## RECORDS SHOWN

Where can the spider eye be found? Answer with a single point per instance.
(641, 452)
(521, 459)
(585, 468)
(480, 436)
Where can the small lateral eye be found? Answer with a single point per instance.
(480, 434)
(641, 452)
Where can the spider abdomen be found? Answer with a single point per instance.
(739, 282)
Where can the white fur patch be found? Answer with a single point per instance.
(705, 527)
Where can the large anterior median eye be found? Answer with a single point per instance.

## AIM
Render every line of the entries above as a Markdown table with the columns "No." and "Text". Number each row in sequence and omit any blank lines.

## COMPLETE ANSWER
| No. | Text |
|---|---|
| 1 | Where can the spider eye be found? Answer with a single point per instance. |
| 2 | (641, 452) |
| 3 | (521, 459) |
| 4 | (585, 468) |
| 5 | (480, 436) |
| 6 | Where can the small lateral eye be found? Answer with a single point per instance. |
| 7 | (480, 434) |
| 8 | (641, 452) |
| 9 | Where can the spider abdomen be found? Answer with a single point per instance. |
| 10 | (739, 282) |
| 11 | Where can the white fur patch be found? Answer with a single point per instance. |
| 12 | (705, 527) |
| 13 | Where can the large anterior median eye be found? Answer with a single point per instance. |